**REQUIRED WORK**.
Answer these questions from the passage on EOF mode variance:
(a) What quantity does A(n) represent?
(b) How are the g's assumed to be normalized?
(c) What value is given for the contribution of mode n to the total variance in the reader's case?

**SUPPLIED PASSAGE**.
-.-.-

I quick calculation seems to show (I hope I didn't make mistakes in
the derivation) that

<T(t,i;n) T(t,i)> / intgr_i[ <T(t,i)T(t,i)> ]
= [A(n) / sum_i A(i)] g(i;n) g(i;n)

where t is time, i is an index for spatial points, n is the EOF mode
number we are focusing on, <> is time average, A(n) is the variance of
mode n, g(i;n) is the spatial structure of mode n, "intgr_i" is a
symbolical representation of spatial integration.  If there is no
spatial weights, "intgr_i" is "sum_i".  I've assumed that
g's are normalized in such a way that

intgr_i g(i;n) g(i;n) = 1 for each n.

I've also assumed that average is already subtracted from T.

Notice that the factor [A(n) / sum_i A(i)] is the contribution
of mode n to the total variance, which is "20%" in your case.
Since we have a factor "g(i;n) g(i;n)", the correlation can
be much smaller than 20% because of the way g is normalized.
Basically this is what your are seeing, I think  (It's not exactly
that, though. See below.)

If you integrate the expression in space, we recover the
contribution of mode n:

\intgr_i <T(t,i;n) T(t,i)> / intgr_i[ <T(t,i)T(t,i)> ]
= A(n) / sum_i A(i)

-.-.-

**STORED ROWS**.
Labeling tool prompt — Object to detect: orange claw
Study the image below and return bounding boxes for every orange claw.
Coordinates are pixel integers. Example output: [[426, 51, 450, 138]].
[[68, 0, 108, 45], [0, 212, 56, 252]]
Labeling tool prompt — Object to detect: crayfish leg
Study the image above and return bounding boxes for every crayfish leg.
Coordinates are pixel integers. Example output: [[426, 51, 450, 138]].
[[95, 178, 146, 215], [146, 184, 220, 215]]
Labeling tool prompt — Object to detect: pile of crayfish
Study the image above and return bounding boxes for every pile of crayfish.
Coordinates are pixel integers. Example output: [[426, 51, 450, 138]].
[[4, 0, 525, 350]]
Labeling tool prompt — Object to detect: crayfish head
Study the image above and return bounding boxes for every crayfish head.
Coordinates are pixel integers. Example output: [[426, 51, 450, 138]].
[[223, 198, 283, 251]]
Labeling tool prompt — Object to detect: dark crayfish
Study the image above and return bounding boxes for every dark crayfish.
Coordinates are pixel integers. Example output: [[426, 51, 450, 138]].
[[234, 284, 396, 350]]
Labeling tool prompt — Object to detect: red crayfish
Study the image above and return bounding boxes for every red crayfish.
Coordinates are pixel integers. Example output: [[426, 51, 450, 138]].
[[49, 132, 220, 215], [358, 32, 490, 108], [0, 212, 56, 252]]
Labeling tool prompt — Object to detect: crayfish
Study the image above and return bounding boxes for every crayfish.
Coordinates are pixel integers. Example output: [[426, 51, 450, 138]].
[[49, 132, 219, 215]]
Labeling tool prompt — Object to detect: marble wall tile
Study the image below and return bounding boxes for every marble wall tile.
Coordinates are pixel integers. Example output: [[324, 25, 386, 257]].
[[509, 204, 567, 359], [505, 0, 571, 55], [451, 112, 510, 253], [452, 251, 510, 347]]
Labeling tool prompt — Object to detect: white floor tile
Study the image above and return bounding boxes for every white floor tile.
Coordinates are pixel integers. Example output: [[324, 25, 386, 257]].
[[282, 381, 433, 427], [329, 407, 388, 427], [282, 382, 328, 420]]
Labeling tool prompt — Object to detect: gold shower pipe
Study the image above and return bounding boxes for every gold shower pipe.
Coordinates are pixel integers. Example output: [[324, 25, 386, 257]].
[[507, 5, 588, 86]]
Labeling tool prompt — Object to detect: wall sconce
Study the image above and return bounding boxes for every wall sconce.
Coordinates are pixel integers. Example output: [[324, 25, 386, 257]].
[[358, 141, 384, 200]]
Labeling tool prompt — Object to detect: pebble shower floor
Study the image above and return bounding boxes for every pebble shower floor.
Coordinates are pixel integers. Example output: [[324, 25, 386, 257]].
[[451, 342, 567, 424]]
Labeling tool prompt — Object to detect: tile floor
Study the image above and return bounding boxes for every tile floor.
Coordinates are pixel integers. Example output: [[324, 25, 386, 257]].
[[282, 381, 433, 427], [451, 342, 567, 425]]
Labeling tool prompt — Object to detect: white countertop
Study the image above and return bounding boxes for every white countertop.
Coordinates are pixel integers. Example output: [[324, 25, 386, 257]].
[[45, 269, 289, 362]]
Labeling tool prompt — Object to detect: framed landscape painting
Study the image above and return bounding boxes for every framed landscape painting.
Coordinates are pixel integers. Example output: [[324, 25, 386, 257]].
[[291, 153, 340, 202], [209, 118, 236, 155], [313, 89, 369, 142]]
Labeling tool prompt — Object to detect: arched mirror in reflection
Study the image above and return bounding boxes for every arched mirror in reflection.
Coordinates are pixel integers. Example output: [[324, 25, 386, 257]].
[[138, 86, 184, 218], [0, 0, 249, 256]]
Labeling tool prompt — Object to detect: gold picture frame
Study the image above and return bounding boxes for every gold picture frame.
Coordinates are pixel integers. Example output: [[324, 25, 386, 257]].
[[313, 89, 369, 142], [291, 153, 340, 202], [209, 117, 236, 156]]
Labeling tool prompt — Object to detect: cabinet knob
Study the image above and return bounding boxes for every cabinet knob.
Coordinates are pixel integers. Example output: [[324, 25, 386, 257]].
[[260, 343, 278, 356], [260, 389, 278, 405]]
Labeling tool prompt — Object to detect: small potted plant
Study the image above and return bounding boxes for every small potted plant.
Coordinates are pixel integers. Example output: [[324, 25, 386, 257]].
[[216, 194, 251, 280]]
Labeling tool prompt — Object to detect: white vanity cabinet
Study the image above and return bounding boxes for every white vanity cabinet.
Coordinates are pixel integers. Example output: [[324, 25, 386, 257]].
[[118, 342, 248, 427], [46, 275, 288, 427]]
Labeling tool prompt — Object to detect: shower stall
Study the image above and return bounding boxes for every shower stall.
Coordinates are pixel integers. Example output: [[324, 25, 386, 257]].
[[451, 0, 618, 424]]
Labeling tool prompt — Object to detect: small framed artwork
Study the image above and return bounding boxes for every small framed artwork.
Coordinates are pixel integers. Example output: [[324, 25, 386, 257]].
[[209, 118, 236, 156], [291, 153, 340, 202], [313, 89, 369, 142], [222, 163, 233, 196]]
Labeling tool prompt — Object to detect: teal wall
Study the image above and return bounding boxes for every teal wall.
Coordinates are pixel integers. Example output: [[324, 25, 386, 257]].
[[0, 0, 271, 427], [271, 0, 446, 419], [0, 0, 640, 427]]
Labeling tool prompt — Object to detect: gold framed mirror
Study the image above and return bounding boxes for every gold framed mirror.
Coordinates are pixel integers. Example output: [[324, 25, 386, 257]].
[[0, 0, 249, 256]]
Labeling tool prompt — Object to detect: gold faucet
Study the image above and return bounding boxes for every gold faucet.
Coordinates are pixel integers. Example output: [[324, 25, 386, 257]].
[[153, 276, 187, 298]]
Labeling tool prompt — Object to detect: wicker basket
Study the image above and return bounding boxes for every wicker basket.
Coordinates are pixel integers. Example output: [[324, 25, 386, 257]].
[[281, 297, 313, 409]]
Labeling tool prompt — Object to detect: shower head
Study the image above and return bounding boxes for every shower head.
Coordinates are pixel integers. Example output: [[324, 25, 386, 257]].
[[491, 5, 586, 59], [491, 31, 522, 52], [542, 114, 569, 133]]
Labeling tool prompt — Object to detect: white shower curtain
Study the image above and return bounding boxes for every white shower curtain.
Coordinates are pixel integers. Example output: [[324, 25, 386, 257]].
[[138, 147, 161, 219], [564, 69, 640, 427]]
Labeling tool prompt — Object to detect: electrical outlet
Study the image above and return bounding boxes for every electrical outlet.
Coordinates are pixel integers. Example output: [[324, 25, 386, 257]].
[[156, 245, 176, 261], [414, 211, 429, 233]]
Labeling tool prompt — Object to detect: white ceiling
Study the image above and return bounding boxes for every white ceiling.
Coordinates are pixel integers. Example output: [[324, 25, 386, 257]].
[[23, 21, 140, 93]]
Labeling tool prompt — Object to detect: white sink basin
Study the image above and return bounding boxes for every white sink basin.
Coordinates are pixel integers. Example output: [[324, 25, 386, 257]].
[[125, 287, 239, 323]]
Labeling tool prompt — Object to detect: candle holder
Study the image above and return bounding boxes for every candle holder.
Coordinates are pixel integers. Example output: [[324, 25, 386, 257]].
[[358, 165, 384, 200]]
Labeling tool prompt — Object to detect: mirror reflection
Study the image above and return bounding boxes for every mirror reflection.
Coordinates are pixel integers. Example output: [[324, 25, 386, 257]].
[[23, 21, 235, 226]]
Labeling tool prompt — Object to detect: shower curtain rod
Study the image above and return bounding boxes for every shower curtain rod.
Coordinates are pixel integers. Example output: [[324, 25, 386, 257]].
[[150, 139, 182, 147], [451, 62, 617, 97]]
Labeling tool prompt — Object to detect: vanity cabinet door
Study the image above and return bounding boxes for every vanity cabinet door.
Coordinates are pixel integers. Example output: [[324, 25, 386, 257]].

-.-.-

**REPLY**.
(a) A(n) is the variance of mode n.
(b) They are normalized so that intgr_i g(i;n) g(i;n) = 1 for each n.
(c) It is 20%.